Segment Start: EXTRACT TO READ

In 1979, a shortened carbine variant of the AKS-74 was adopted into service with the Soviet Army: the AKS-74U (U—Ukorochenniy, lit. Shortened), which in terms of tactical deployment, bridges the gap between a submachine gun and an assault rifle. It was intended for use mainly with special forces, airborne infantry, rear-echelon support units and armored vehicle crews. It is still used in these roles, but has been augmented by various submachine guns, and the AK-105. It is also commonly used by law enforcement; for example, each urban police foot patrol is issued at least one.

Segment End: EXTRACT TO READ
Segment Start: DATASET ENTRIES

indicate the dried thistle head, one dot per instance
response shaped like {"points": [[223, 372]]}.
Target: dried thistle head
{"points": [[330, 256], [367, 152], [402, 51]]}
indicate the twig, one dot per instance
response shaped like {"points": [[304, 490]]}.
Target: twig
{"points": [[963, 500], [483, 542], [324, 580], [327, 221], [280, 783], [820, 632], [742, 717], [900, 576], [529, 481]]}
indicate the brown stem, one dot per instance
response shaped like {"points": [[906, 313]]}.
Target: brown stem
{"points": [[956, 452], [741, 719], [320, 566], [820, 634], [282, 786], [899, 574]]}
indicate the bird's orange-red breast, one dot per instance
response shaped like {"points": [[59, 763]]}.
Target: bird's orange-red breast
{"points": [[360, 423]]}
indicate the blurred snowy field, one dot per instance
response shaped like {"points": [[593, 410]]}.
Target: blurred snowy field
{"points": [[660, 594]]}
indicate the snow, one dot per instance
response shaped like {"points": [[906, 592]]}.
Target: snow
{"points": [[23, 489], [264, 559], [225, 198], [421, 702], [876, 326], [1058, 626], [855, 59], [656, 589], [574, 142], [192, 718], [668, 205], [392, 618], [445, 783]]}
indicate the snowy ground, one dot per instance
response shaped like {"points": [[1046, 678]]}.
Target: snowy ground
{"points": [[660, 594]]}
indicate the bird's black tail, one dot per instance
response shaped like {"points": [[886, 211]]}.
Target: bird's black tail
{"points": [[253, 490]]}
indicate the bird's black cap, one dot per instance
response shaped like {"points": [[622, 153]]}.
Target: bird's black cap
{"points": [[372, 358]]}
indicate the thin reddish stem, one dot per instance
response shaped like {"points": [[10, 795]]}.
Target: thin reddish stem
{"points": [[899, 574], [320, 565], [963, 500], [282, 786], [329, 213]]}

Segment End: DATASET ENTRIES
Segment Start: DATASET ENTRIES

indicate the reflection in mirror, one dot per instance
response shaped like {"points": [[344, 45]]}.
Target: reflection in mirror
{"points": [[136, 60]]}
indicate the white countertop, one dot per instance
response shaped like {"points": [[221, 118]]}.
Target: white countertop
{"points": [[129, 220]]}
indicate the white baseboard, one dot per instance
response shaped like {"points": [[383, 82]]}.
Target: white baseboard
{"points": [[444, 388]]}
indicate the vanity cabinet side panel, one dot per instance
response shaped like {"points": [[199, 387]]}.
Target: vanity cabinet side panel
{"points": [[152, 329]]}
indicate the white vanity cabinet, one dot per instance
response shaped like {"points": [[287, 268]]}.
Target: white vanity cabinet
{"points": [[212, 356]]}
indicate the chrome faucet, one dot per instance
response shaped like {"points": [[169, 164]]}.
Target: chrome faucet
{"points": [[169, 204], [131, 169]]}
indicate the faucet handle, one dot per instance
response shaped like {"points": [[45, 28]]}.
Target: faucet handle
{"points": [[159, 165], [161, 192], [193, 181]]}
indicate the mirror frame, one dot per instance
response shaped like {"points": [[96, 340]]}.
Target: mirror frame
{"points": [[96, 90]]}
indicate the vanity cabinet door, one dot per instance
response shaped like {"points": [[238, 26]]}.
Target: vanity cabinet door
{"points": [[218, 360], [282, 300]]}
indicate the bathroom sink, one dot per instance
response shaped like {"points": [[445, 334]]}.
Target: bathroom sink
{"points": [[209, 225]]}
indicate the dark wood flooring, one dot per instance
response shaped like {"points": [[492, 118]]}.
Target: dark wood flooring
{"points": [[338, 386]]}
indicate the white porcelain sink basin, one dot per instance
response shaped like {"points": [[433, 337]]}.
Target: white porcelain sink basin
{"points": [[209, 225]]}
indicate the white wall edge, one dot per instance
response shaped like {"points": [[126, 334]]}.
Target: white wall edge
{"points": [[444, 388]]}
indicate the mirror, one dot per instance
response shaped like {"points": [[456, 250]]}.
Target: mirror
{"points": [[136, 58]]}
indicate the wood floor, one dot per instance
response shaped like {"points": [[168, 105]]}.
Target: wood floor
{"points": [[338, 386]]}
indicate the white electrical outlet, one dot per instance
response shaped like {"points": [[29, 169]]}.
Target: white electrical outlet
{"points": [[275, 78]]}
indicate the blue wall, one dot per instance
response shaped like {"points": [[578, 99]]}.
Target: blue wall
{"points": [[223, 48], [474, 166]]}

Segment End: DATASET ENTRIES

COMPLETE THE FOLLOWING -
• a. Transcribe the AKS-74U passage from "In 1979, a shortened" up to and including "at least one.".
• b. According to the AKS-74U passage, what does the letter U in the weapon's name stand for?
• c. Resume the AKS-74U passage after its last sentence.
The listing has nothing to do with the work here.

RESPONSES FOR EACH TASK -
• a.
In 1979, a shortened carbine variant of the AKS-74 was adopted into service with the Soviet Army: the AKS-74U (U—Ukorochenniy, lit. Shortened), which in terms of tactical deployment, bridges the gap between a submachine gun and an assault rifle. It was intended for use mainly with special forces, airborne infantry, rear-echelon support units and armored vehicle crews. It is still used in these roles, but has been augmented by various submachine guns, and the AK-105. It is also commonly used by law enforcement; for example, each urban police foot patrol is issued at least one.

• b. Ukorochenniy, which means "shortened."

• c.
The rifle's compact dimensions, compared to the AKS-74, were achieved by using a short 210 mm (8.3 in) barrel (this forced designers to simultaneously reduce the gas piston operating rod to an appropriate length). In order to effectively stabilize projectiles, the barrel’s twist rate was increased from 200 mm (1:8 in) to 160 mm (1:6.3 in). A new gas block was installed at the muzzle end of the barrel with a new conical flash hider combined with a cylindrical muzzle booster, which features an internal expansion chamber that increases the weapon's reliability. The booster supplies an increased amount of residual gas from the barrel for the gas system. The chrome-lined muzzle booster also burns any remaining propellant thus reducing the gun's signature. The muzzle device locks into the gas block with a spring-loaded detent and features two notches cut into the flash hider cone, used for disassembly using the supplied cleaning rod. The forward sling loop was relocated to the left side of the carbine and the front sight was integrated into the gas block.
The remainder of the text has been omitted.